[EXERCISE INSTRUCTIONS] The answer is the set of lines that include "negative", copied from the data below.

Stored data entries:
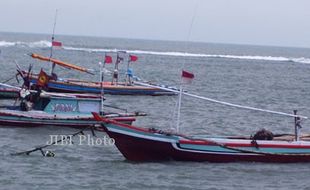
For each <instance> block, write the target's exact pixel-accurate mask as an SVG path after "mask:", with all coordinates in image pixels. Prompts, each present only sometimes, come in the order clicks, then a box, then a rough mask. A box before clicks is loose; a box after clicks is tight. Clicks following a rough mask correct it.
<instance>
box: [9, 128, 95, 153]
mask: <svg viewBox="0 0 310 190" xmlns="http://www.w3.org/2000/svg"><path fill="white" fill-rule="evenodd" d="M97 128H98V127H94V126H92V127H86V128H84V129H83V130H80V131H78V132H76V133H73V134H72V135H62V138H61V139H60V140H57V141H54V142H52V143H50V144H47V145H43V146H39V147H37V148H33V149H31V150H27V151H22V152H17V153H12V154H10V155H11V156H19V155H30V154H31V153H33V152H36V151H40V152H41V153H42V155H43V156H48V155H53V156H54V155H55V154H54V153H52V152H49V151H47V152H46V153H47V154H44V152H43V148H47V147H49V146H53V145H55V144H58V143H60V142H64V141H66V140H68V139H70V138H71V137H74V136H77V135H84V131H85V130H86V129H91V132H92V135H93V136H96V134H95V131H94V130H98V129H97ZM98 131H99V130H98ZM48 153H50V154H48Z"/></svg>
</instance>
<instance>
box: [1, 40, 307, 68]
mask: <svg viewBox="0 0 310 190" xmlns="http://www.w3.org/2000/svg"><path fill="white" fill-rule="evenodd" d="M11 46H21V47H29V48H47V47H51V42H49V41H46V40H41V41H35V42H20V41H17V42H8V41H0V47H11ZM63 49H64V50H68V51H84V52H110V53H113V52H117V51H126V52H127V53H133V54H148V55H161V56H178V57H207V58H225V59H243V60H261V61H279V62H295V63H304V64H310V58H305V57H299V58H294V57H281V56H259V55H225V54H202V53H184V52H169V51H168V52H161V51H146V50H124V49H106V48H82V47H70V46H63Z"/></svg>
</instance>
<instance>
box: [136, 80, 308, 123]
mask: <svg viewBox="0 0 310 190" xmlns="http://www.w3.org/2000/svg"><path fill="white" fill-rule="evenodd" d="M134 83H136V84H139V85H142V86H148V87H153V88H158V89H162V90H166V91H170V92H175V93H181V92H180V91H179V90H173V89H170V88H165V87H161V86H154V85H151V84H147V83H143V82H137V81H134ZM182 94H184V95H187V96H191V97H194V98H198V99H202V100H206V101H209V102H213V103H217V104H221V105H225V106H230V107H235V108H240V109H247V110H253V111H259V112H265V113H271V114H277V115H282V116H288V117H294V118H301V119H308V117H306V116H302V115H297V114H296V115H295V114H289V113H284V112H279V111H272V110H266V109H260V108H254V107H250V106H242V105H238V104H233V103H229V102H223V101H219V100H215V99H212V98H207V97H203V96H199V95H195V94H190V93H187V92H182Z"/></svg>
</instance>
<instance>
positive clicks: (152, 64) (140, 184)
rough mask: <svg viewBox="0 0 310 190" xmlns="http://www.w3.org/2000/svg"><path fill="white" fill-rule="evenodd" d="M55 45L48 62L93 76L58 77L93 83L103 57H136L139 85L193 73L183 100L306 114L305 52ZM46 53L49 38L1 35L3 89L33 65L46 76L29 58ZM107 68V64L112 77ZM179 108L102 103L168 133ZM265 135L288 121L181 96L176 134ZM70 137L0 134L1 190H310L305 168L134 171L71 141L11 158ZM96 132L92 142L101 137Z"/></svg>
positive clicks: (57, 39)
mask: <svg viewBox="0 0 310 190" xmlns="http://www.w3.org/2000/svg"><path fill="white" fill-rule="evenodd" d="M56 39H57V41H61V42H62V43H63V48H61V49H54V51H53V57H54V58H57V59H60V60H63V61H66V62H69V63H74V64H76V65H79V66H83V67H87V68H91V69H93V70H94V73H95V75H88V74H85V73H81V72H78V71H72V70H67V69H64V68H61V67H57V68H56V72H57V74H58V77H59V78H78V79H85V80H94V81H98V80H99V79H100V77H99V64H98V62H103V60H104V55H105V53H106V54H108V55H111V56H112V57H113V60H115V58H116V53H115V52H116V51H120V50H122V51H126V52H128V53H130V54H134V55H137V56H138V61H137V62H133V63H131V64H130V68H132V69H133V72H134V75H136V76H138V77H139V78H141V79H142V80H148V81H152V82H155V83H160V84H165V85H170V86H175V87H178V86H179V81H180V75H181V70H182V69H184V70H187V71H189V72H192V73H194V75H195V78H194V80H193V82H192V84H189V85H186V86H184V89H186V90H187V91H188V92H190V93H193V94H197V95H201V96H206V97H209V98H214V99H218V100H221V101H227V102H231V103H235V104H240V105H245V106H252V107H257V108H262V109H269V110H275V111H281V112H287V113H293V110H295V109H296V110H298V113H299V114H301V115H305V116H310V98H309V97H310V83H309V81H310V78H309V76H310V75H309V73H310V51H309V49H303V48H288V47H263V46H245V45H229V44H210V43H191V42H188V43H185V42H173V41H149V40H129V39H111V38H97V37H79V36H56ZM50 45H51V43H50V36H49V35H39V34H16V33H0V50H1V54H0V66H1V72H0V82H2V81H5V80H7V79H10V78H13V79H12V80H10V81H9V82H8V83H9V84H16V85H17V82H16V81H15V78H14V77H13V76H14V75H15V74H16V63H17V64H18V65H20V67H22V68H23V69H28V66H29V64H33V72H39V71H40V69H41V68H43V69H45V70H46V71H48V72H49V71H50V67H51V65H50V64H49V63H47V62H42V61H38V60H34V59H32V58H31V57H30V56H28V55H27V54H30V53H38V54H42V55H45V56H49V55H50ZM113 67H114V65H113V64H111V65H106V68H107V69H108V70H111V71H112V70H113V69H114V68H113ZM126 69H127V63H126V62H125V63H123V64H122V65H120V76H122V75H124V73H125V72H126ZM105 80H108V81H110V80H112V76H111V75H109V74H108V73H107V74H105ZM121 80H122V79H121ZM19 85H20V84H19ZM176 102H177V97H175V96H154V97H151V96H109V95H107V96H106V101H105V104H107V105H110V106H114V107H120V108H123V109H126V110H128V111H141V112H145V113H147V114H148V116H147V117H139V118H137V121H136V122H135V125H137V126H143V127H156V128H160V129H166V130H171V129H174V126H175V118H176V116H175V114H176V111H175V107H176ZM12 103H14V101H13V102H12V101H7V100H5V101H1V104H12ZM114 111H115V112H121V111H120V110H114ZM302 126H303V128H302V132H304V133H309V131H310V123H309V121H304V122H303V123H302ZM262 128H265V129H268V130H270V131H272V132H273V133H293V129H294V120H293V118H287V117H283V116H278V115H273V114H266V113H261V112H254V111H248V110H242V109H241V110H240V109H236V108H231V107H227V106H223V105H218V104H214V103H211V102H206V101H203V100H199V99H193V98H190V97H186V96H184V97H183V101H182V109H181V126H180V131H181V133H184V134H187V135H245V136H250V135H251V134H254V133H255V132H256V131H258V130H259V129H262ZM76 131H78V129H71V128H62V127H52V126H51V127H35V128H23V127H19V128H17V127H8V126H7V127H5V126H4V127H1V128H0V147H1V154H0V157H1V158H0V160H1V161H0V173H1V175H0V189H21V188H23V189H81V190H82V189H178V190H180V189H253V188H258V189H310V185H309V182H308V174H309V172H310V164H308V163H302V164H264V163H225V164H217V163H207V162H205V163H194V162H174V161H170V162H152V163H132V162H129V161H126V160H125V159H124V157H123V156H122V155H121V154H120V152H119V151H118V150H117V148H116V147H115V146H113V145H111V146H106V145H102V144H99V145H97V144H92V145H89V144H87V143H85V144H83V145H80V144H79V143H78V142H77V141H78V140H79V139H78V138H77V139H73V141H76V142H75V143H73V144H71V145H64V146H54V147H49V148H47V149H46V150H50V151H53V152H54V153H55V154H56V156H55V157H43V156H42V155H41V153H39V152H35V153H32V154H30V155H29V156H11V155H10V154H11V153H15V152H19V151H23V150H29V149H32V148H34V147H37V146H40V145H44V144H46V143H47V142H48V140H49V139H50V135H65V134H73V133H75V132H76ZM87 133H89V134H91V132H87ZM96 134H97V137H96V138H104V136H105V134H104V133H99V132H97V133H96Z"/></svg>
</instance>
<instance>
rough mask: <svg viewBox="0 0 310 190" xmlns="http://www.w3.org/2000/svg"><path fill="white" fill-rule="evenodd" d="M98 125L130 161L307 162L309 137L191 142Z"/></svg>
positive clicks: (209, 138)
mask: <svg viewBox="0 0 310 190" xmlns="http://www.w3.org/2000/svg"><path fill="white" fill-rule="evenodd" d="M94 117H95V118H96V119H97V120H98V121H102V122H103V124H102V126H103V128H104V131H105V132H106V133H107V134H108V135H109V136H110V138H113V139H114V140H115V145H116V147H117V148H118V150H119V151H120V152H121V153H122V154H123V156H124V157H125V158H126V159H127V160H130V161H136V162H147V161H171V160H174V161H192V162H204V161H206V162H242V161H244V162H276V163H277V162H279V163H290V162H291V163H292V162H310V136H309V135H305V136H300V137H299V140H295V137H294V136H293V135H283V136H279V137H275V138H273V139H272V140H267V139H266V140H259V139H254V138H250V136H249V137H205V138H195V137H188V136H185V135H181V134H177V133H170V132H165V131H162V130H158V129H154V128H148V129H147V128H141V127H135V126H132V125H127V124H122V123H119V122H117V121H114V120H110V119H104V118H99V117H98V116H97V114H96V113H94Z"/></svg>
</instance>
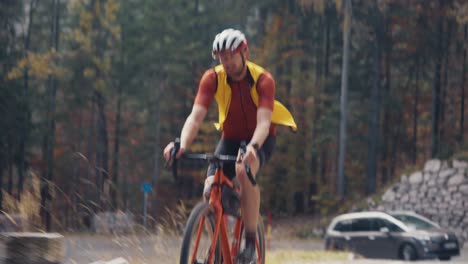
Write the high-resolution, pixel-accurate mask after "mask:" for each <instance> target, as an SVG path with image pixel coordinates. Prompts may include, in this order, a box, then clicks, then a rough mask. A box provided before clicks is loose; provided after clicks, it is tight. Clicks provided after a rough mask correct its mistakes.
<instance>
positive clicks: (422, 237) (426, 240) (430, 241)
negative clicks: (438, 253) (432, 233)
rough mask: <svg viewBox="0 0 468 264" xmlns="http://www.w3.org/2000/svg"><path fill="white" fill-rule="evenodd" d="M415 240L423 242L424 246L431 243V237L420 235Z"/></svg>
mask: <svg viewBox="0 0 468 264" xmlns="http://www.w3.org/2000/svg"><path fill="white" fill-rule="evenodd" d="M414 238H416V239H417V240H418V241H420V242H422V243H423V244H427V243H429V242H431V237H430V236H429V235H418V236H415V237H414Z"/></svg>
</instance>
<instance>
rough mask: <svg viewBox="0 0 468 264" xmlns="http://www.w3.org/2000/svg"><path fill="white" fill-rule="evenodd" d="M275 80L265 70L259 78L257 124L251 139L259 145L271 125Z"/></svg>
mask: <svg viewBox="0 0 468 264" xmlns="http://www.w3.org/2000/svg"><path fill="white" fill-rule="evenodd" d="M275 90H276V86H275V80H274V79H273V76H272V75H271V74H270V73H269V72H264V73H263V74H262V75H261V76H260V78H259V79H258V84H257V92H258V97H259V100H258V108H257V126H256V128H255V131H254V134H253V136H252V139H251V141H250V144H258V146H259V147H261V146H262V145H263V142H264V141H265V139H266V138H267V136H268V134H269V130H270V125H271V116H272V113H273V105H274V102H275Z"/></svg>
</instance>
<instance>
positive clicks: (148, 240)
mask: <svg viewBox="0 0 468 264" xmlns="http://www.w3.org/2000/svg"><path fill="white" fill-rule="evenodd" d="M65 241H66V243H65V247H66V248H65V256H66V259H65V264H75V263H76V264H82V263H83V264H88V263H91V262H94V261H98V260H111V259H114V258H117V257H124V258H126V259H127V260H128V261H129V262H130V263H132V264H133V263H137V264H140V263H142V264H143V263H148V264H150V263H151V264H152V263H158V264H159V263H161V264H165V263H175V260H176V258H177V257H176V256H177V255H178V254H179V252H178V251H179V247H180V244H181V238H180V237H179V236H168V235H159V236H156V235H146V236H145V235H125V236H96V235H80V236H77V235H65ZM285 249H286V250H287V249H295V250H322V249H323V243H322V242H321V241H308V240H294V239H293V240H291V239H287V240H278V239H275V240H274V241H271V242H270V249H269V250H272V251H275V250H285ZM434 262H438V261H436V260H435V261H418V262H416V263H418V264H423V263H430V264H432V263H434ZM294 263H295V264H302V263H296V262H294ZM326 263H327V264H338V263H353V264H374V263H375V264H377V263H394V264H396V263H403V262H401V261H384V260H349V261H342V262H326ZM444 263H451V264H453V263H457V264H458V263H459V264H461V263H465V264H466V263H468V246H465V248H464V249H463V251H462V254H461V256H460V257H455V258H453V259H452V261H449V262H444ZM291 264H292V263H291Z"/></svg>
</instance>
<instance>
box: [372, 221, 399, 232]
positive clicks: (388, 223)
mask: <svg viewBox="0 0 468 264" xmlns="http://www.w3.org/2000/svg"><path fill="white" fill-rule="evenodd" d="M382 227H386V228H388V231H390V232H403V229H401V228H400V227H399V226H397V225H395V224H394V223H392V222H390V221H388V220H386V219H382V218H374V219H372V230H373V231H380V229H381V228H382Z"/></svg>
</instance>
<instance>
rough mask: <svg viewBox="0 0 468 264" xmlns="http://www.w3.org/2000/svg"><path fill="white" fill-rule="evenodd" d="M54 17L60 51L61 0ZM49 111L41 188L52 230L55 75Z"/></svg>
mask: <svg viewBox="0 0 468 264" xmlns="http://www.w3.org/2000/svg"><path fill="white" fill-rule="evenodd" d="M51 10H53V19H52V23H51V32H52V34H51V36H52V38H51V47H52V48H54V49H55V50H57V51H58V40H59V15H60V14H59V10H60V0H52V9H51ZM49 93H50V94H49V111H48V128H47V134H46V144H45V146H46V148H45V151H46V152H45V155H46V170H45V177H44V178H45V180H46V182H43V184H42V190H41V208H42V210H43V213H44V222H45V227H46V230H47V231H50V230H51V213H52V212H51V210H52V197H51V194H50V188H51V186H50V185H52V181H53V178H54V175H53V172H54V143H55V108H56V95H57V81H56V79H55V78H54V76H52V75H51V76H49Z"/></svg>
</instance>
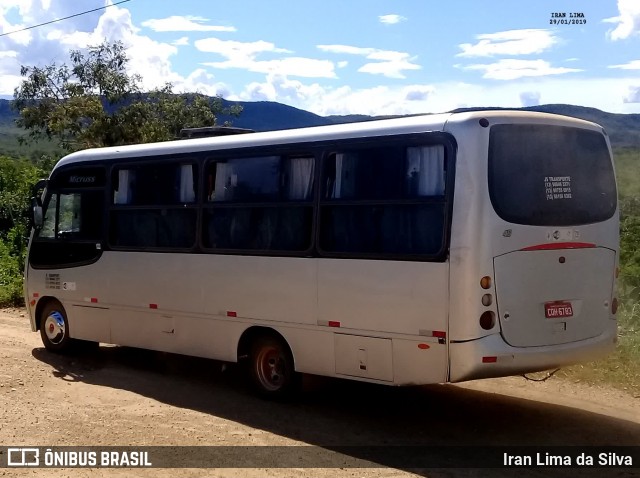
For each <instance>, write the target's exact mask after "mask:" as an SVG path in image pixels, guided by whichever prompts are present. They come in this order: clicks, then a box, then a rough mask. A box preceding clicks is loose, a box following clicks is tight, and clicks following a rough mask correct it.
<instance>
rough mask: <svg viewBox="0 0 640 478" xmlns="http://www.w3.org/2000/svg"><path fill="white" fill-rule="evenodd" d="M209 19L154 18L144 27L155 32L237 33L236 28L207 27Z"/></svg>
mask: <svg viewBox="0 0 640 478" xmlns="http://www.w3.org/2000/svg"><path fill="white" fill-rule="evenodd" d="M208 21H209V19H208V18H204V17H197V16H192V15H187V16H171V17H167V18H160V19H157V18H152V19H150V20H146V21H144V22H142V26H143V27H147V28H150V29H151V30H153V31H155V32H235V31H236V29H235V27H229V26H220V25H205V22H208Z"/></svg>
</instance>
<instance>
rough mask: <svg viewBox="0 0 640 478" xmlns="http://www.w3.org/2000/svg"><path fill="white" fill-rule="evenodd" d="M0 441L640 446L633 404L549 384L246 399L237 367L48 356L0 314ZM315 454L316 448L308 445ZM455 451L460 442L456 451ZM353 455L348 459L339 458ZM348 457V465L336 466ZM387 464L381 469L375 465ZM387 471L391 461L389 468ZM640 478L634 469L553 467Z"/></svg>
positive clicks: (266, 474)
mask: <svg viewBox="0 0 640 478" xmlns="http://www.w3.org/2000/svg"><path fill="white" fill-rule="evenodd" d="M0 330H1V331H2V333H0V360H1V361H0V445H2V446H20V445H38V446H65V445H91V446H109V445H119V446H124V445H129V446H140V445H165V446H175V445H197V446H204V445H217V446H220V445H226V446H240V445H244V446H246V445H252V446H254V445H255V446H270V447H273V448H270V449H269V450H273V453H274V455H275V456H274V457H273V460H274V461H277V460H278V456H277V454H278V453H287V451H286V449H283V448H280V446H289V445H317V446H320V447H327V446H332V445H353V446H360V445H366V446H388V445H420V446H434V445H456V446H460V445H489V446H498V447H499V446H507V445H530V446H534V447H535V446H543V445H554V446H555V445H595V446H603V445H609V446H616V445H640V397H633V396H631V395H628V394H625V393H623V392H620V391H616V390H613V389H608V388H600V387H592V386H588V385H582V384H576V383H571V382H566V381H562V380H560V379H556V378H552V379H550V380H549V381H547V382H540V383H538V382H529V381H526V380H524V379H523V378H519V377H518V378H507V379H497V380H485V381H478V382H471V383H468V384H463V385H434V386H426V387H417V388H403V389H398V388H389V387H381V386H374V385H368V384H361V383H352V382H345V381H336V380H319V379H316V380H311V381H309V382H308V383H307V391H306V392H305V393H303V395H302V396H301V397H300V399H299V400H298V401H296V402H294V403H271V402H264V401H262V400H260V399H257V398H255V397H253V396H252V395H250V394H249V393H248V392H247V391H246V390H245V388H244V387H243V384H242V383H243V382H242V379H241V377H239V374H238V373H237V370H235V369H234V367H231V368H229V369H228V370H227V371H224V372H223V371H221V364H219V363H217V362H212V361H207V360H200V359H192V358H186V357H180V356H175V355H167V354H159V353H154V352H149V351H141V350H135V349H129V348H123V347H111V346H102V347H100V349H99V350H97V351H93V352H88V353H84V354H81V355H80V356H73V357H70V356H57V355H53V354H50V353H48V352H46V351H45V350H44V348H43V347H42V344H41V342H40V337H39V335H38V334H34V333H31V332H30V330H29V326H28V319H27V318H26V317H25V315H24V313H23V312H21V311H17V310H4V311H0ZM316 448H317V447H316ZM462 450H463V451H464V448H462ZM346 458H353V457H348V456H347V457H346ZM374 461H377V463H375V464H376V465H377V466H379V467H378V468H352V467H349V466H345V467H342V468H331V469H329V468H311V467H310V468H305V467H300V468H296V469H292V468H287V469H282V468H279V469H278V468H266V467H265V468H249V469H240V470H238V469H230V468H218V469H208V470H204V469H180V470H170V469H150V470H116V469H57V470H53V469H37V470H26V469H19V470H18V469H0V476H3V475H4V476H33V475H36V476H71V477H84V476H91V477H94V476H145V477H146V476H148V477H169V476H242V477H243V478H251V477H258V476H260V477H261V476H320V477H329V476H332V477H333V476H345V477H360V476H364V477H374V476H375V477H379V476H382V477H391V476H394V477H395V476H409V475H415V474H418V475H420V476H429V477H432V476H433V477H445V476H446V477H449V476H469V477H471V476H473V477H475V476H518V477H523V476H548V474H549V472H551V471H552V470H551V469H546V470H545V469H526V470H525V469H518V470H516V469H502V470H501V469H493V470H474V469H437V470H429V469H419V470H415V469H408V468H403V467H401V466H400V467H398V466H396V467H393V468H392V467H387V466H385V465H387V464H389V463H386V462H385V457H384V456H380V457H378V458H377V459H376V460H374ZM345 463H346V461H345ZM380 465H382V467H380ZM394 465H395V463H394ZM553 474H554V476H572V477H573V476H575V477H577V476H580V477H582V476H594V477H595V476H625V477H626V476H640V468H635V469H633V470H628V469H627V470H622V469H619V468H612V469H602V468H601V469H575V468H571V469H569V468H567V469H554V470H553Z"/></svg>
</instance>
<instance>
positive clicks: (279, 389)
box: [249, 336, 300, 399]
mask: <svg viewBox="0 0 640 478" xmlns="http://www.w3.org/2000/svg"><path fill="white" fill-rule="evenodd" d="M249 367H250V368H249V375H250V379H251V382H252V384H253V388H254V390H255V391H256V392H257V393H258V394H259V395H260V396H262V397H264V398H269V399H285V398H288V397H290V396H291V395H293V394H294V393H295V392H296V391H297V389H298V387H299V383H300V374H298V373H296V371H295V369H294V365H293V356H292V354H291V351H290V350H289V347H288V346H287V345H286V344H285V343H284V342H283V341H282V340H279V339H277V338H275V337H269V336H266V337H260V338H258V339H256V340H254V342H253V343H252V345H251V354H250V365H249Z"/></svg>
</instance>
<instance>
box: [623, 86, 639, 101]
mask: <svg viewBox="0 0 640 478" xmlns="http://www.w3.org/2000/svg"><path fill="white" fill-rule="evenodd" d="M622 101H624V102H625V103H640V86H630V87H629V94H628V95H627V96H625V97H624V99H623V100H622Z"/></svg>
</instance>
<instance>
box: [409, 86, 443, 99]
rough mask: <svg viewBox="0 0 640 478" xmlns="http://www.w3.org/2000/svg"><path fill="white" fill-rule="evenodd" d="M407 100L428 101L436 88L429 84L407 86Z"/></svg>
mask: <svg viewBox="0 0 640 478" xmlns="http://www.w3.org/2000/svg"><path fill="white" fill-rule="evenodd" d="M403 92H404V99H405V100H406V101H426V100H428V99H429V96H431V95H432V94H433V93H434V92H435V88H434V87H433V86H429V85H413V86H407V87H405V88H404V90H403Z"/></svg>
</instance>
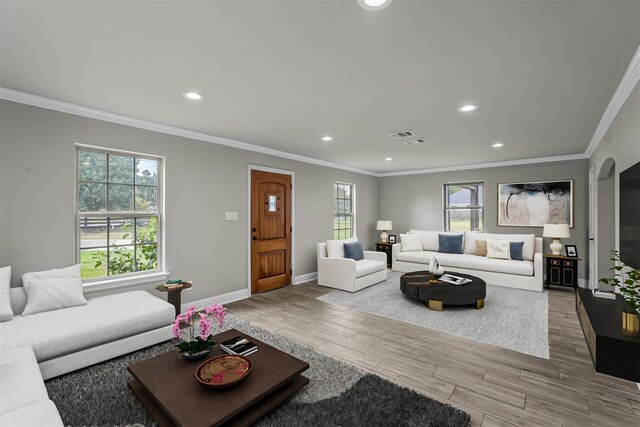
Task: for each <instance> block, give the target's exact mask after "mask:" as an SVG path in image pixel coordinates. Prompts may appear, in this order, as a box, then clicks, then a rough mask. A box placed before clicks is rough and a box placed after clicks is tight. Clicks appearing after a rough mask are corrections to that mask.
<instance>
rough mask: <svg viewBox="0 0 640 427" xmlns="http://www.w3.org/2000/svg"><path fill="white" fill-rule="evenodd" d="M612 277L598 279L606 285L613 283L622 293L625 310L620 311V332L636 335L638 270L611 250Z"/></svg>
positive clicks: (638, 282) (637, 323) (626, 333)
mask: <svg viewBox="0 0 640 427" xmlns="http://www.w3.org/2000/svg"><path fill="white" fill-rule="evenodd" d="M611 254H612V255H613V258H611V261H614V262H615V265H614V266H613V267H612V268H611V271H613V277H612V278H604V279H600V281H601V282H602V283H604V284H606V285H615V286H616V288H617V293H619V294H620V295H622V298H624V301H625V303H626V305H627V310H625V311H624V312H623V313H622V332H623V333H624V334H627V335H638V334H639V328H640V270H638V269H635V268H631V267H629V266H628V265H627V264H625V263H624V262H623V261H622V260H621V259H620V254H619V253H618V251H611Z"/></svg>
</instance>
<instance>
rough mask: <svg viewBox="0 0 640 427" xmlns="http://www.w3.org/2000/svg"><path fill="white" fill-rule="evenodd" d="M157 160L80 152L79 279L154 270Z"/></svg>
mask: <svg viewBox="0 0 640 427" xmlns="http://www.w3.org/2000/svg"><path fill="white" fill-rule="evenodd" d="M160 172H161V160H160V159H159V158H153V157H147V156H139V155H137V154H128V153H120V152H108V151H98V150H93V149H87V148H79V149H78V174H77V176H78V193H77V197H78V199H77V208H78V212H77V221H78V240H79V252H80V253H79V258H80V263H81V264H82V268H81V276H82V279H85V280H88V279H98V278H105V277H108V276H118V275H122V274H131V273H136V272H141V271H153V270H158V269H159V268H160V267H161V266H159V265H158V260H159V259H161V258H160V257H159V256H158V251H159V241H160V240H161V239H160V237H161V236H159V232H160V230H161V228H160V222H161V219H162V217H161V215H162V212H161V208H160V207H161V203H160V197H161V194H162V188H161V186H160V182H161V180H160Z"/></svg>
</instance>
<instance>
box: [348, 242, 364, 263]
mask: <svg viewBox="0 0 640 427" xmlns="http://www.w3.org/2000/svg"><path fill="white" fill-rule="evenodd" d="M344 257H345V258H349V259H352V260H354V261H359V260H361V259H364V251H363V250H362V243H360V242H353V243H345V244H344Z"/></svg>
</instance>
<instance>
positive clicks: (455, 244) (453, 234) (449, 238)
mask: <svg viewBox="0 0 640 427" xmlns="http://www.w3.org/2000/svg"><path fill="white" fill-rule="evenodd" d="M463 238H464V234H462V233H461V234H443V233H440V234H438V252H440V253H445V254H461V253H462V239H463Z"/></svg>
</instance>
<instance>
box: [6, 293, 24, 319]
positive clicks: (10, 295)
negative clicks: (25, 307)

[ANSWER AREA]
negative clicks: (438, 253) (432, 233)
negative clicks: (25, 307)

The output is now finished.